Below are some records; output all of them exactly as they read.

Start of AVAILABLE RECORDS

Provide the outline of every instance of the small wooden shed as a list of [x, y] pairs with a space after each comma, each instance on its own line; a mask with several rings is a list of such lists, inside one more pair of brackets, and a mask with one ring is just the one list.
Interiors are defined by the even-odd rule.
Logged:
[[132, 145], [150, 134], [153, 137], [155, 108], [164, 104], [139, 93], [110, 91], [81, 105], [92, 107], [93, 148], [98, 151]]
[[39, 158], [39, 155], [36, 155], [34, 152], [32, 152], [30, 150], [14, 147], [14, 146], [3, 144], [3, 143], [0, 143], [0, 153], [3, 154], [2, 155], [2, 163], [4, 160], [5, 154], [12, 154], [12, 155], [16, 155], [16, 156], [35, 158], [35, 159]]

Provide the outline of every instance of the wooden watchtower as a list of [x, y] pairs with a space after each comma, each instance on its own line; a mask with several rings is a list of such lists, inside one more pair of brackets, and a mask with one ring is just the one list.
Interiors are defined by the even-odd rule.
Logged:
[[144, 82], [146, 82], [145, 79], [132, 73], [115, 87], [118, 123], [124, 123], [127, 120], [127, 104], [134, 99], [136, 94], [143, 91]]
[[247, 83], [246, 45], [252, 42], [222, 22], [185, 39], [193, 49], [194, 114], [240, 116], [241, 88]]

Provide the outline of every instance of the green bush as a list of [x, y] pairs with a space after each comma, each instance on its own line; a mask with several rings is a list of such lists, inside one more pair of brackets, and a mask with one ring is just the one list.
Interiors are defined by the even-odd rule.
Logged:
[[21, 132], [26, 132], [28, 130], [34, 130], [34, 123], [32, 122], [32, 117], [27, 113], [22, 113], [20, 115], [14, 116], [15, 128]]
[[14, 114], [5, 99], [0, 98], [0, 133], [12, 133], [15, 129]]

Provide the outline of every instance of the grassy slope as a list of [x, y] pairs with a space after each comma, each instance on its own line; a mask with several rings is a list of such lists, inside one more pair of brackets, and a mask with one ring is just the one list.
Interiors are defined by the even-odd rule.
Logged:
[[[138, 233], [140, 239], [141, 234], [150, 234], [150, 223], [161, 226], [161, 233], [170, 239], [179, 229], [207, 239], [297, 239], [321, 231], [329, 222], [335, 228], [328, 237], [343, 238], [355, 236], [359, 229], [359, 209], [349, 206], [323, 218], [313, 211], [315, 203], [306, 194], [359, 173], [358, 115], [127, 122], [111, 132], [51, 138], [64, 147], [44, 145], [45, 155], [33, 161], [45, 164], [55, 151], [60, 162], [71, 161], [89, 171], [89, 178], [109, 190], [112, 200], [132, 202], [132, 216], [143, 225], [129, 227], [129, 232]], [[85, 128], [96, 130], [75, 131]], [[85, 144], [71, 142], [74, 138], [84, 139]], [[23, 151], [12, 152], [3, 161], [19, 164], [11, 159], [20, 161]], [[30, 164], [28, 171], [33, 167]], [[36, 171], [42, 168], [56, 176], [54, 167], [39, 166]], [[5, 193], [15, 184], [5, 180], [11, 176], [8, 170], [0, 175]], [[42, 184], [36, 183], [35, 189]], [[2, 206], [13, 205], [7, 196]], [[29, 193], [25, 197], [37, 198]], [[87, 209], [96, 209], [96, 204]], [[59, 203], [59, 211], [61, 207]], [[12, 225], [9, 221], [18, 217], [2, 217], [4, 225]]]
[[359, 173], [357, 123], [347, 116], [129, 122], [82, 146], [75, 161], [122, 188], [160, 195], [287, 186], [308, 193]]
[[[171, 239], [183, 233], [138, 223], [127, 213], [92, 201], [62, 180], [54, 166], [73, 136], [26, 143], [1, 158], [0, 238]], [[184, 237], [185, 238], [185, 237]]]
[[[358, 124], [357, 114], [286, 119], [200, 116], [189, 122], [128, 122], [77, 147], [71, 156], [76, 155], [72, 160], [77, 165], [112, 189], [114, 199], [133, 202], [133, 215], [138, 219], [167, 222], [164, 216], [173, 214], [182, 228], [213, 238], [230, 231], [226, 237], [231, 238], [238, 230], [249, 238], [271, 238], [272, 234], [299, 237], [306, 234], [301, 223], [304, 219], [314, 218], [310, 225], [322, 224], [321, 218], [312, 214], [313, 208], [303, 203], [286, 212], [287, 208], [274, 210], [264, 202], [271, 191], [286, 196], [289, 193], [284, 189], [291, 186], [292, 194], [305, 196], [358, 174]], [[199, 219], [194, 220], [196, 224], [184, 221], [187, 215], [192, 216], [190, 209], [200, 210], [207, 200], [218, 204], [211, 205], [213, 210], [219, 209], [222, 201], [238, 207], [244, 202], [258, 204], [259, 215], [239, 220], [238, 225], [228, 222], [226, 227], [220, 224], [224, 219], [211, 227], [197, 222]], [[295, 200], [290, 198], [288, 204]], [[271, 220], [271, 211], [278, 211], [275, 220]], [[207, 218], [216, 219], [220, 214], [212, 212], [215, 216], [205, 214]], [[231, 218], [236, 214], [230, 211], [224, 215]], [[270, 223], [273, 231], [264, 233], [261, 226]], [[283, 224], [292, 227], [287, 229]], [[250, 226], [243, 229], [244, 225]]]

End of AVAILABLE RECORDS

RESPONSE FOR THIS EXERCISE |
Provide the outline of every instance of the small wooden shed as a list of [x, y] pairs with a space after each comma, each instance on its own line; a mask with several rings is a list of such lists, inside one more pair of brackets, and a mask with one ring is just the one list.
Interiors are defined by the even-odd rule.
Logged:
[[132, 145], [150, 134], [153, 137], [155, 108], [164, 104], [139, 93], [110, 91], [81, 105], [92, 107], [93, 148], [98, 151]]
[[39, 158], [39, 155], [36, 155], [34, 152], [32, 152], [30, 150], [14, 147], [14, 146], [3, 144], [3, 143], [0, 143], [0, 153], [3, 154], [2, 155], [2, 163], [4, 160], [5, 154], [12, 154], [12, 155], [16, 155], [16, 156], [35, 158], [35, 159]]

Provide the outline of every instance of the wooden watchtower as a list of [x, y] pairs with a space after each comma, each instance on its own line; a mask with several rings is a list of such lists, inside one more pair of brackets, and a mask with one ring is just the one list.
Interiors are defined by the even-odd rule.
Logged:
[[144, 82], [146, 82], [145, 79], [132, 73], [115, 87], [118, 123], [124, 123], [127, 120], [127, 104], [134, 99], [136, 94], [143, 91]]
[[247, 83], [246, 45], [252, 42], [222, 22], [185, 39], [193, 49], [194, 114], [240, 116], [241, 88]]

Provide the outline of every instance of the green bush as a list of [x, y] pairs with a space after each comma, each instance on its own line; a mask with several rings is a list of such lists, inside one more pair of brackets, and a mask with one ring is just the one list.
Interiors are defined by the even-odd rule.
Logged:
[[21, 132], [26, 132], [28, 130], [34, 130], [34, 123], [32, 122], [32, 117], [27, 113], [22, 113], [20, 115], [14, 116], [15, 128]]
[[14, 114], [5, 99], [0, 98], [0, 133], [12, 133], [15, 129]]

Provide the outline of every instance of the grassy slope as a list of [x, y] pairs with a space after each comma, each instance on its own line; a mask with several rings is a list of such lists, inside one more pair of brackets, and a mask with one ring is just the one list.
Interiors are defined by the even-odd rule.
Logged:
[[[138, 233], [140, 239], [141, 234], [150, 234], [150, 223], [161, 226], [161, 233], [170, 239], [179, 229], [207, 239], [297, 239], [321, 231], [329, 222], [335, 228], [328, 237], [343, 238], [355, 236], [359, 229], [359, 209], [349, 206], [323, 218], [313, 211], [315, 203], [306, 194], [359, 173], [358, 115], [127, 122], [111, 132], [51, 138], [64, 147], [44, 145], [45, 155], [33, 161], [45, 164], [55, 151], [60, 162], [71, 161], [89, 171], [89, 178], [109, 190], [112, 200], [132, 202], [132, 216], [143, 225], [129, 227], [129, 232]], [[85, 128], [96, 130], [75, 131]], [[85, 144], [71, 142], [74, 138], [84, 139]], [[23, 151], [12, 152], [3, 161], [19, 164], [11, 159], [20, 161]], [[30, 164], [28, 171], [33, 167]], [[36, 171], [42, 168], [56, 176], [54, 167], [39, 166]], [[5, 193], [15, 184], [5, 180], [11, 176], [8, 170], [0, 175]], [[42, 184], [36, 183], [35, 189]], [[2, 206], [13, 205], [7, 196]], [[29, 193], [25, 197], [37, 198]], [[87, 209], [96, 209], [96, 204]], [[59, 203], [59, 211], [61, 207]], [[12, 225], [9, 221], [18, 217], [2, 217], [4, 225]]]
[[359, 173], [357, 123], [347, 116], [129, 122], [82, 146], [75, 161], [122, 188], [160, 195], [287, 186], [308, 193]]
[[[171, 239], [183, 233], [138, 223], [127, 213], [92, 201], [62, 180], [54, 166], [73, 136], [26, 143], [1, 158], [0, 238]], [[184, 237], [185, 238], [185, 237]]]
[[[358, 124], [357, 114], [286, 119], [200, 116], [189, 122], [128, 122], [77, 147], [71, 156], [76, 155], [72, 160], [77, 165], [112, 189], [114, 199], [133, 202], [133, 215], [138, 219], [167, 222], [164, 216], [173, 214], [182, 228], [213, 238], [230, 231], [226, 237], [231, 238], [238, 230], [249, 238], [271, 238], [272, 234], [299, 237], [306, 234], [301, 223], [304, 219], [314, 218], [310, 225], [322, 224], [321, 218], [312, 214], [313, 208], [303, 203], [286, 212], [287, 208], [274, 210], [264, 202], [271, 191], [286, 196], [289, 193], [284, 189], [291, 186], [292, 194], [305, 196], [358, 174]], [[199, 219], [194, 220], [196, 224], [184, 221], [187, 215], [192, 216], [190, 209], [200, 210], [207, 200], [218, 204], [211, 205], [213, 210], [219, 209], [222, 201], [238, 207], [244, 202], [258, 204], [259, 215], [239, 220], [238, 225], [228, 222], [226, 227], [220, 224], [224, 219], [211, 227], [197, 222]], [[295, 200], [290, 198], [288, 204]], [[271, 220], [271, 211], [278, 211], [275, 220]], [[207, 218], [216, 219], [220, 214], [212, 212], [215, 216], [205, 214]], [[231, 218], [236, 214], [230, 211], [224, 215]], [[270, 223], [273, 231], [264, 233], [261, 226]], [[283, 224], [292, 227], [287, 229]], [[250, 226], [243, 229], [244, 225]]]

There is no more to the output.